Doch auch außerhalb des Projektrahmens wurden tagtägliche Situationen zur Gelegenheit für den Austausch über Geschlechterrollen genutzt. Dass ich als Mann in der Küche stand und es von Seiten der Kinder zu entsprechenden Kommentaren kam, war sicherlich so ein Anlass. Wohlgemerkt arbeite ich in einer Kita, in der es üblich ist, dass ein Mann für die Kinder kocht. Dennoch verwunderte es sie sehr.
Es braucht ein neues Bauchgefühl
Die Geschlechterforschung beschreibt Kinder im Alter von vier bis sieben Jahren als sehr rigide im Umgang mit ihrer Geschlechteridentität. Der gelebte Alltag in den Familien wird sicherlich dazu beitragen, dass sich Geschlechterrollen reproduzieren. Mit diesem Projekt gelang es einem kleinen Erzieher*innenteam, das Rollenverständnis der Kinder ein wenig zu reflektieren.
Die positive Besetzung des Mannes und der von einem Mann ausgefüllten Alltagsaufgaben kann nur durch die Anwesenheit von Männern in Kitas erreicht werden. Ich möchte keine Quotierung in Form einer paritätischen Besetzung vorschlagen. Das Team soll pädagogisch tätig sein und den Kindern keine Idealfamilie vorleben. Aber ich merke im Laufe meiner Berufsjahre, dass die Anwesenheit von Männern in Kitas die Gesamtsituation verändert. Es kommt fast automatisch zu einem genaueren Hin sehen bei verschiedenen Fragen wie etwa dem Tragen von schweren Gegenständen, der Benutzung von Gemeinschaftstoiletten oder dem Wickeln von Kleinkindern. So beschäftigen sich alle Beteiligten, die Pädagog*innen, die Kinder, die Eltern, und sogar die Träger mit auftretenden Fragen. Und entwickeln ein Bauchgefühl, auf das man Einfluss nehmen kann.
Es bleibt dabei. Männliche Erzieher in Kitas sind noch immer nicht verbreitet. Wir alle sollten daher bei Gelegenheit für den Erzieherberuf werben.

◆ SCHRIFTLICHER AUFTRAG ◆
Schreib aus dem Text über Männer in Kitas die Stelle von „Doch auch außerhalb“ bis einschließlich „wenig zu reflektieren.“ wortgetreu ab.

◆ DATENTEIL ◆

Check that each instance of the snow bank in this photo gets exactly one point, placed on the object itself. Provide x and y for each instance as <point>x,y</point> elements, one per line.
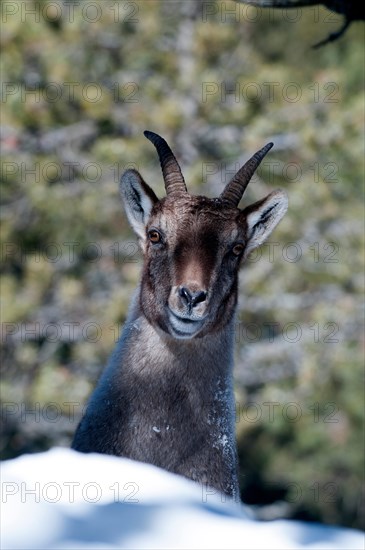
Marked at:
<point>63,499</point>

◆ LÖSUNG ZUR AUFGABE ◆
Doch auch außerhalb des Projektrahmens wurden tagtägliche Situationen zur Gelegenheit für den Austausch über Geschlechterrollen genutzt. Dass ich als Mann in der Küche stand und es von Seiten der Kinder zu entsprechenden Kommentaren kam, war sicherlich so ein Anlass. Wohlgemerkt arbeite ich in einer Kita, in der es üblich ist, dass ein Mann für die Kinder kocht. Dennoch verwunderte es sie sehr.
Es braucht ein neues Bauchgefühl
Die Geschlechterforschung beschreibt Kinder im Alter von vier bis sieben Jahren als sehr rigide im Umgang mit ihrer Geschlechteridentität. Der gelebte Alltag in den Familien wird sicherlich dazu beitragen, dass sich Geschlechterrollen reproduzieren. Mit diesem Projekt gelang es einem kleinen Erzieher*innenteam, das Rollenverständnis der Kinder ein wenig zu reflektieren.